** Opening RECORDS block **

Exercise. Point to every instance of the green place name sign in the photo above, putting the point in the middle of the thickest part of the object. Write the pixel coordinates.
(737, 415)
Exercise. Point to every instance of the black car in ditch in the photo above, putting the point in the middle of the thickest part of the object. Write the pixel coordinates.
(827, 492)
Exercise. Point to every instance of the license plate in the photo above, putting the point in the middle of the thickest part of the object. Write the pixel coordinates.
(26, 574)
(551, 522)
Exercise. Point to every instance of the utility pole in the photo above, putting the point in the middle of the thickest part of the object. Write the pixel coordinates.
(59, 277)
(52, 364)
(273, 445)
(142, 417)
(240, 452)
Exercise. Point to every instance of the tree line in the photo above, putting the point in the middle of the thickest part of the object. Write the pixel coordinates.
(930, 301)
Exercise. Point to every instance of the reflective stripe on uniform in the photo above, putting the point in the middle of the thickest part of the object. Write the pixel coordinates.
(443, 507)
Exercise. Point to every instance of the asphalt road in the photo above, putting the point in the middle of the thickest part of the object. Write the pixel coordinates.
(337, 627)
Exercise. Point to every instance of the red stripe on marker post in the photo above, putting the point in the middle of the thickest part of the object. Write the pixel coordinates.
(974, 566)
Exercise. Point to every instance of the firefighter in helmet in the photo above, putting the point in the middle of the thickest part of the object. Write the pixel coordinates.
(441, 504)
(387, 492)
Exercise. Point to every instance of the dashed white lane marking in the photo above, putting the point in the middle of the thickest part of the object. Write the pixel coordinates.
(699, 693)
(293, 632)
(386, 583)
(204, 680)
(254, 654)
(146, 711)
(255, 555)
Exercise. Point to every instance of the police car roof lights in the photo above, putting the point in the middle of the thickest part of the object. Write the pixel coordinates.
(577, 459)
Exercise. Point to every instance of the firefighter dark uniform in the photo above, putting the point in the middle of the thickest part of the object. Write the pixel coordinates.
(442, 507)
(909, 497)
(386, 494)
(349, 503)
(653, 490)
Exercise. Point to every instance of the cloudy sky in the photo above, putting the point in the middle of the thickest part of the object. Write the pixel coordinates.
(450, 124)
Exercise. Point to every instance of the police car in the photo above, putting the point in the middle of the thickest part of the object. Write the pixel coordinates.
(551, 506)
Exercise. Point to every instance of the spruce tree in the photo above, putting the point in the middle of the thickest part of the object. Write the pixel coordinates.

** Closing RECORDS block **

EXERCISE INSTRUCTIONS
The records given above are to be repeated in full, exactly.

SOLUTION TO THIS TASK
Exercise. Point to every instance of the green place name sign in the photo above, putting the point in the middle of the thickest part of the object. Write the pixel coordinates.
(737, 415)
Exercise. Point to every instance of the black car in ditch in the photo above, putting the point in the middle of the thickest part of the object. Write the pixel coordinates.
(827, 492)
Exercise. Point to every instance of the license plate in the photo above, putting the point in the middle of the thickest part of the object. Write the pixel coordinates.
(26, 574)
(551, 522)
Exercise. Point to every instance of the utility pole in the photo above, putting the point in the middle of the thickest part of the object. Write the pixel coordinates.
(59, 277)
(52, 364)
(273, 445)
(142, 417)
(240, 452)
Exercise. Point to every instance of the tree line in the photo above, putting the point in the middle of the thickest part of the object. Write the pixel coordinates.
(930, 301)
Exercise. Point to every instance of the reflective stripe on uniform in the photo above, putting the point in the middle of the thickest part of the object. Write the pixel coordinates.
(443, 507)
Exercise. Point to every instance of the asphalt road in the photo above, putting the point in the middle of the thickest part of the object. Write the pixel coordinates.
(337, 627)
Exercise. Point to every instance of the red stripe on marker post in the photo above, putting the point in the middle of the thickest part of the object. Write the pixel coordinates.
(974, 566)
Exercise. Point to every instance of the firefighter in helmet in the photo above, putting the point in the middle of the thickest part of the object. Write the pixel coordinates.
(441, 504)
(387, 492)
Exercise. Point to every instance of the dashed white lane marking in the photo above, putting the point in the middle of the thickest part of the object. Write the pixel coordinates.
(699, 693)
(293, 632)
(386, 583)
(204, 680)
(254, 654)
(146, 711)
(255, 555)
Exercise. Point to every instance of the police car roof lights in the photo above, putting the point in the middle of the thickest part of the object. Write the pixel coordinates.
(577, 459)
Exercise. Point to every instance of the firefighter dark uniform in the photo above, putting the point in the middle of the thickest part of the object. Write the pixel coordinates.
(442, 507)
(909, 497)
(386, 494)
(349, 503)
(653, 490)
Exercise. Point to every instance of the cloudy sky in the photo above, putting the point in the middle of the thickest part of the object. Write the pixel coordinates.
(450, 124)
Exercise. Point to every instance of the police car in the photo above, putting the point in the middle of the thickest part of the object. Write the pixel coordinates.
(551, 506)
Exercise. Point to every instance of the spruce tree in the photo above, putting the point in the middle of the thickest part of the object. Write the pixel coordinates.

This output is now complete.